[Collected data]
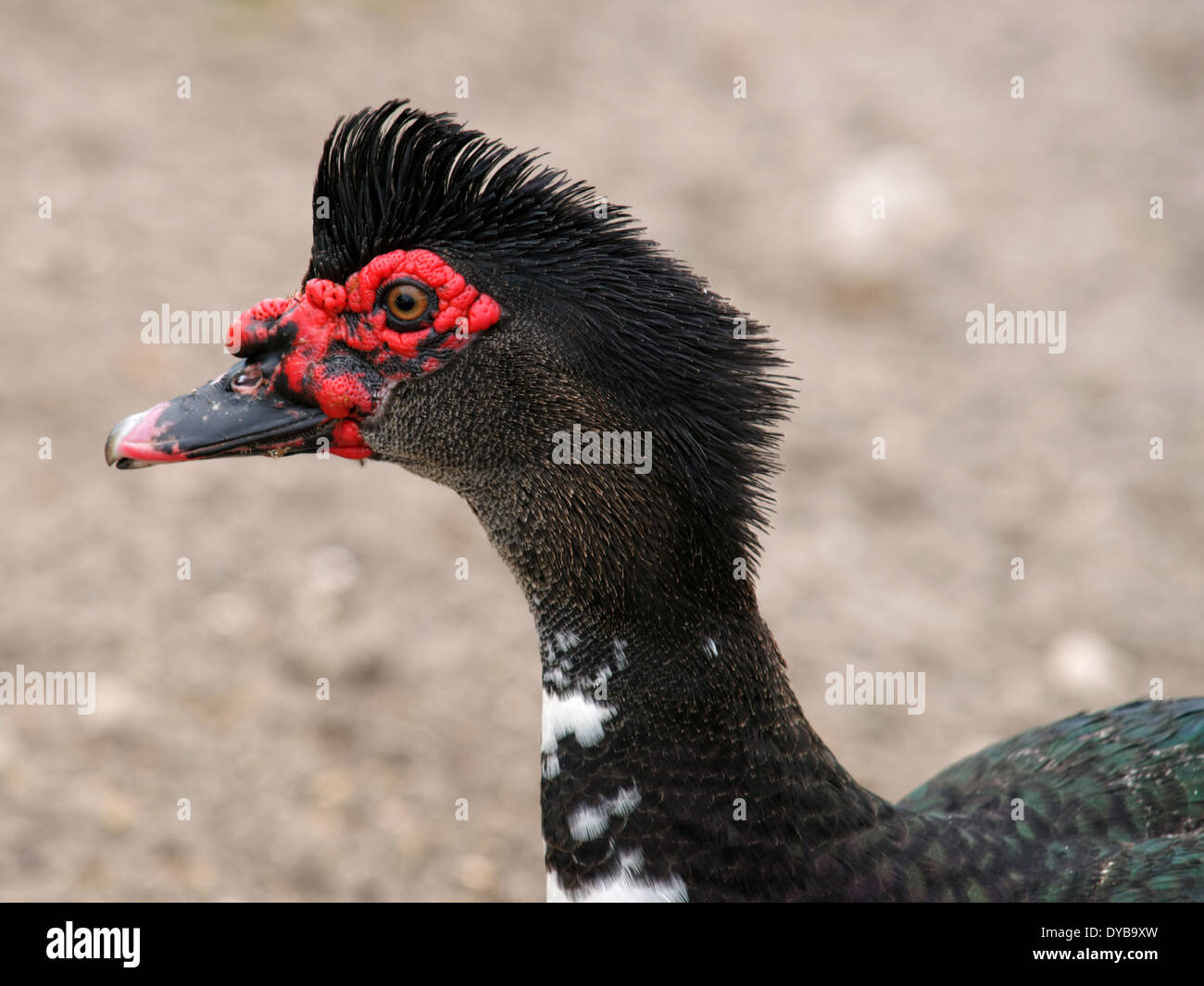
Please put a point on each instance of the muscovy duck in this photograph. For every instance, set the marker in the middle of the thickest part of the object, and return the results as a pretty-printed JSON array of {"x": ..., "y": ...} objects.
[{"x": 465, "y": 311}]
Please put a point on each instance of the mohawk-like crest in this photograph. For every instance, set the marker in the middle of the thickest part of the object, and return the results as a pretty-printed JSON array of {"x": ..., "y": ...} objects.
[
  {"x": 397, "y": 179},
  {"x": 681, "y": 359}
]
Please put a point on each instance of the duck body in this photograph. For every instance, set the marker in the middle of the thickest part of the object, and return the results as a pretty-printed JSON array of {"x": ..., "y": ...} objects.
[{"x": 462, "y": 312}]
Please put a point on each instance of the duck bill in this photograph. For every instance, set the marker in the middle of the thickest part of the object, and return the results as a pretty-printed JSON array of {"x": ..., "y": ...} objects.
[{"x": 218, "y": 420}]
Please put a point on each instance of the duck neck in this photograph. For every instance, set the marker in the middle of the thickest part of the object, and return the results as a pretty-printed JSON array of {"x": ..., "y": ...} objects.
[
  {"x": 675, "y": 760},
  {"x": 677, "y": 764}
]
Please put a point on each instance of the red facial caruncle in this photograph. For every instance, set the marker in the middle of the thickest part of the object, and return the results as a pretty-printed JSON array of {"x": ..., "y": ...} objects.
[{"x": 340, "y": 347}]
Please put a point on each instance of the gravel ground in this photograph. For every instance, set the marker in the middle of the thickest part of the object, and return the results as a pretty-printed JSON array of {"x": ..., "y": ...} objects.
[{"x": 304, "y": 568}]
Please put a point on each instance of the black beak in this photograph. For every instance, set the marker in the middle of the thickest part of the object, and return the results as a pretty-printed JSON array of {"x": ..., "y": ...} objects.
[{"x": 236, "y": 414}]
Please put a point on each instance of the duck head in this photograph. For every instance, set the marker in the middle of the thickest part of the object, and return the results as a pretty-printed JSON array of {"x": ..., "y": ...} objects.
[{"x": 464, "y": 309}]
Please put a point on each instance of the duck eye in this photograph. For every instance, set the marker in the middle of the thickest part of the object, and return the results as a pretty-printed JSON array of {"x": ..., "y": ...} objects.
[{"x": 408, "y": 303}]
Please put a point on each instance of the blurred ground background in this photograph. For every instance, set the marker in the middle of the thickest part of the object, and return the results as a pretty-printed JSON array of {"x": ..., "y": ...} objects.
[{"x": 299, "y": 569}]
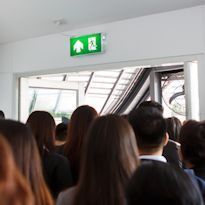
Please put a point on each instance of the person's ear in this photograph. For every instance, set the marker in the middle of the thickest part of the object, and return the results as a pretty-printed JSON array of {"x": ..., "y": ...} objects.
[{"x": 166, "y": 139}]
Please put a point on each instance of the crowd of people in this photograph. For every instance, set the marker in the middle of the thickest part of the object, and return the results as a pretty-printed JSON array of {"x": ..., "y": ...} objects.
[{"x": 135, "y": 159}]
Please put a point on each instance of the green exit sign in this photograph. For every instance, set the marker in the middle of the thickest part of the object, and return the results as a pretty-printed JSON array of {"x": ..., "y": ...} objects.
[{"x": 87, "y": 44}]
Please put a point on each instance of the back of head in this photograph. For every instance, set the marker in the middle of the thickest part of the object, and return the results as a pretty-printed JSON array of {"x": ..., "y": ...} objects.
[
  {"x": 14, "y": 189},
  {"x": 110, "y": 157},
  {"x": 19, "y": 137},
  {"x": 61, "y": 132},
  {"x": 192, "y": 139},
  {"x": 43, "y": 127},
  {"x": 27, "y": 157},
  {"x": 149, "y": 127},
  {"x": 160, "y": 183},
  {"x": 2, "y": 116},
  {"x": 78, "y": 125},
  {"x": 173, "y": 128}
]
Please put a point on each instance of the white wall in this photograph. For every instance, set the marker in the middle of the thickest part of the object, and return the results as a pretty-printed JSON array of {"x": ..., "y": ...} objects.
[{"x": 166, "y": 35}]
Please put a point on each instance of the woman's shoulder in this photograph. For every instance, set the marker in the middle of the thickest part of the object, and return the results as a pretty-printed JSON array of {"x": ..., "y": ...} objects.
[{"x": 66, "y": 197}]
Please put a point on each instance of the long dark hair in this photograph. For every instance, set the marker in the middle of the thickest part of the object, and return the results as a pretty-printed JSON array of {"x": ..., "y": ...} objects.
[
  {"x": 14, "y": 189},
  {"x": 43, "y": 127},
  {"x": 27, "y": 158},
  {"x": 78, "y": 125},
  {"x": 110, "y": 157}
]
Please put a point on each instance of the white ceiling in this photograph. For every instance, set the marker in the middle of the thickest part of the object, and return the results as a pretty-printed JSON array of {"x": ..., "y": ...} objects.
[{"x": 22, "y": 19}]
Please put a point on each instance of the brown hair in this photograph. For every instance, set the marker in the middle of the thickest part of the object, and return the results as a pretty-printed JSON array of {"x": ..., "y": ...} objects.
[
  {"x": 43, "y": 127},
  {"x": 173, "y": 128},
  {"x": 27, "y": 158},
  {"x": 110, "y": 157},
  {"x": 14, "y": 189},
  {"x": 77, "y": 129},
  {"x": 192, "y": 139}
]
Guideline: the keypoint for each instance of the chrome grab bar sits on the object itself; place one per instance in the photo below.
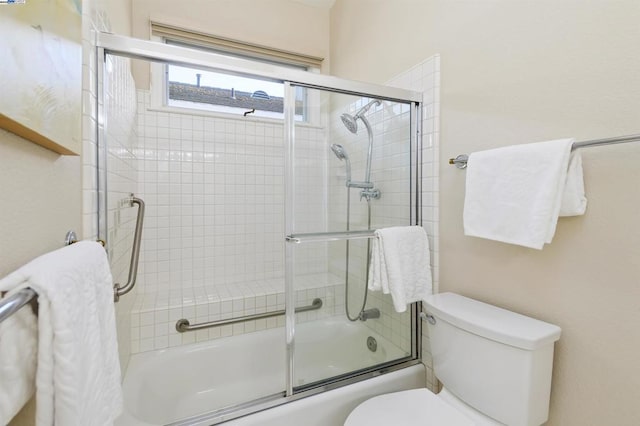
(183, 324)
(330, 236)
(12, 304)
(135, 253)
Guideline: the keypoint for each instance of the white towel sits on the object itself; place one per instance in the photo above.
(18, 352)
(515, 194)
(400, 265)
(78, 372)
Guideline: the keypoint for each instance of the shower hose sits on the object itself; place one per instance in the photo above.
(346, 286)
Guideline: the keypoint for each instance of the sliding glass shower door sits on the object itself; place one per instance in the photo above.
(258, 231)
(349, 172)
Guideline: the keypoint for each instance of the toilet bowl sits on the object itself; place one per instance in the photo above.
(406, 408)
(495, 366)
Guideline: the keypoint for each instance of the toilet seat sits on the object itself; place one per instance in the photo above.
(407, 408)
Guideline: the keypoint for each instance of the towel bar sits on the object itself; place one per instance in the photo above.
(461, 160)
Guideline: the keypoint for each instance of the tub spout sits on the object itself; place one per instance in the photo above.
(369, 314)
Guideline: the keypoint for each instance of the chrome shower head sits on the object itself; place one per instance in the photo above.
(341, 153)
(339, 150)
(365, 108)
(350, 122)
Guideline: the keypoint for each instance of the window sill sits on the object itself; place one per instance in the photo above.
(226, 116)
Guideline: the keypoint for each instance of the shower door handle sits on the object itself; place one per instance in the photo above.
(135, 253)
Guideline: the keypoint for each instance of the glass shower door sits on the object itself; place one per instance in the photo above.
(349, 172)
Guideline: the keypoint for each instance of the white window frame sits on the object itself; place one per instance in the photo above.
(256, 54)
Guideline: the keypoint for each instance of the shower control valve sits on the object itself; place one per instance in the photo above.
(370, 193)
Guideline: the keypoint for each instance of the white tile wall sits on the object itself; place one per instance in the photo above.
(120, 103)
(214, 187)
(425, 77)
(213, 236)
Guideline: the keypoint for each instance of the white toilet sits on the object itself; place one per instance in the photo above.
(494, 365)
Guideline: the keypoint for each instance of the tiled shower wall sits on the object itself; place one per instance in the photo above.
(425, 77)
(215, 208)
(213, 246)
(120, 101)
(390, 172)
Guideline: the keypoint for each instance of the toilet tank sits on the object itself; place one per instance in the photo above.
(494, 360)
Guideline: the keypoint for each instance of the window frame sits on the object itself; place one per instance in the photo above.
(256, 54)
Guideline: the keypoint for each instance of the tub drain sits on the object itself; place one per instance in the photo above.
(372, 344)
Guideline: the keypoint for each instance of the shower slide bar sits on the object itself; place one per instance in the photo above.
(183, 325)
(461, 160)
(330, 236)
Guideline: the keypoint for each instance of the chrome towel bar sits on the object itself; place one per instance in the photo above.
(135, 252)
(461, 160)
(10, 305)
(183, 325)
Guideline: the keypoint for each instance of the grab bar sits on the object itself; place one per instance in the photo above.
(135, 252)
(13, 303)
(316, 237)
(183, 325)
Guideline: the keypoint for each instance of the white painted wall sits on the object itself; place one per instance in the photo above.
(525, 71)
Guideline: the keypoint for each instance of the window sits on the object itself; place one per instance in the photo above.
(220, 92)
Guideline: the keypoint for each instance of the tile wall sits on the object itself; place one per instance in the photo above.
(121, 105)
(214, 188)
(213, 246)
(425, 77)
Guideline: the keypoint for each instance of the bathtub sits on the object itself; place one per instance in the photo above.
(172, 384)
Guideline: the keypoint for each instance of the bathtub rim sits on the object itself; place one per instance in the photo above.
(272, 401)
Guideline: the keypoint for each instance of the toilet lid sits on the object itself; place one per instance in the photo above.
(410, 408)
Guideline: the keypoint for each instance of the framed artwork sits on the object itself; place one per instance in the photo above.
(41, 72)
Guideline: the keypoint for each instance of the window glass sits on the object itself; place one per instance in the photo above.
(219, 92)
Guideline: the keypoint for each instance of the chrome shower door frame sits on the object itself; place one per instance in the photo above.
(176, 55)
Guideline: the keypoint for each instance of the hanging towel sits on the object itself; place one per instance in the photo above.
(18, 352)
(400, 265)
(78, 372)
(515, 194)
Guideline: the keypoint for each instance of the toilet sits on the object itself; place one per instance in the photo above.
(494, 365)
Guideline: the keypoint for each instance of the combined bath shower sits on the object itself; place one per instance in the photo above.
(351, 123)
(367, 192)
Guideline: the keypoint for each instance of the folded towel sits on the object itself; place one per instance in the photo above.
(515, 194)
(18, 352)
(400, 265)
(78, 372)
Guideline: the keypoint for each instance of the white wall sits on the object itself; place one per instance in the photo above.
(516, 72)
(40, 198)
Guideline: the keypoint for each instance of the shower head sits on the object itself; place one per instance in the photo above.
(351, 121)
(340, 152)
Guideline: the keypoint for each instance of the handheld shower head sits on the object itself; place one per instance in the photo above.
(341, 153)
(351, 121)
(365, 108)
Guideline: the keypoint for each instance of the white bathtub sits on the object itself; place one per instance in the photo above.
(169, 385)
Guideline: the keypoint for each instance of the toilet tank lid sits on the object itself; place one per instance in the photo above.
(492, 322)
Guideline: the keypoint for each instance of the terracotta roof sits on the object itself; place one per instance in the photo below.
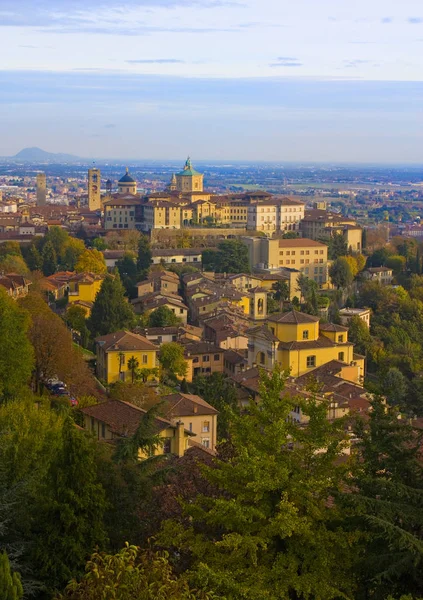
(293, 317)
(184, 405)
(124, 340)
(121, 417)
(332, 327)
(321, 342)
(300, 243)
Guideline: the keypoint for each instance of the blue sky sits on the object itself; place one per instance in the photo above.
(314, 80)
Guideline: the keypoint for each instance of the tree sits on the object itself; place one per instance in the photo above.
(55, 354)
(133, 365)
(340, 273)
(91, 261)
(76, 319)
(359, 334)
(10, 583)
(14, 264)
(70, 511)
(394, 386)
(16, 354)
(34, 259)
(131, 574)
(386, 494)
(230, 257)
(129, 275)
(271, 530)
(49, 257)
(111, 311)
(163, 317)
(144, 256)
(171, 357)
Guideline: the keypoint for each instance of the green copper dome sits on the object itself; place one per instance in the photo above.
(127, 178)
(188, 171)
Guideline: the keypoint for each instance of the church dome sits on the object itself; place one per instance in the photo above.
(127, 178)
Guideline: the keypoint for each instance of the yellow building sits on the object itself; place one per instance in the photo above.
(189, 180)
(127, 184)
(83, 289)
(198, 416)
(115, 419)
(120, 213)
(94, 189)
(304, 255)
(160, 215)
(299, 344)
(115, 351)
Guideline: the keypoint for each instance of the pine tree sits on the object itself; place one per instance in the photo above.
(388, 495)
(10, 583)
(70, 514)
(111, 311)
(34, 259)
(272, 531)
(49, 257)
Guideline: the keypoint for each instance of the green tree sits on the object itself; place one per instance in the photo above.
(111, 311)
(171, 357)
(70, 511)
(131, 574)
(49, 258)
(34, 259)
(144, 256)
(16, 354)
(271, 531)
(129, 275)
(91, 261)
(359, 334)
(230, 257)
(340, 273)
(163, 317)
(10, 583)
(386, 494)
(133, 365)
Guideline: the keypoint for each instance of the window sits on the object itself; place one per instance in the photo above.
(311, 362)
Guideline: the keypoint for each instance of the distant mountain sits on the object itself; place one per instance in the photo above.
(39, 155)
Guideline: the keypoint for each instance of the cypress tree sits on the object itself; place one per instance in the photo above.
(10, 583)
(49, 257)
(111, 311)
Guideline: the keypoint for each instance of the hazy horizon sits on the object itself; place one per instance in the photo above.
(227, 79)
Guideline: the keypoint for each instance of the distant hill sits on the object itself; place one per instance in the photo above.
(39, 155)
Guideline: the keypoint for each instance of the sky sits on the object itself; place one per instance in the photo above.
(271, 80)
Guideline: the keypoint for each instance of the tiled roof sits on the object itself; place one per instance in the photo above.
(332, 327)
(121, 417)
(124, 340)
(184, 405)
(293, 317)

→ TASK DESCRIPTION: Your task is to write out, exactly, the line that contains "Guideline: the keypoint for each instance of the tiled roof" and each line after it to the end of the data, with no other lines.

→ RESULT OF THE TASK:
Guideline: the keypoint for each instance of the tiled roof sits on the object itself; place one per instance in the photo above.
(332, 327)
(121, 417)
(124, 340)
(184, 405)
(293, 317)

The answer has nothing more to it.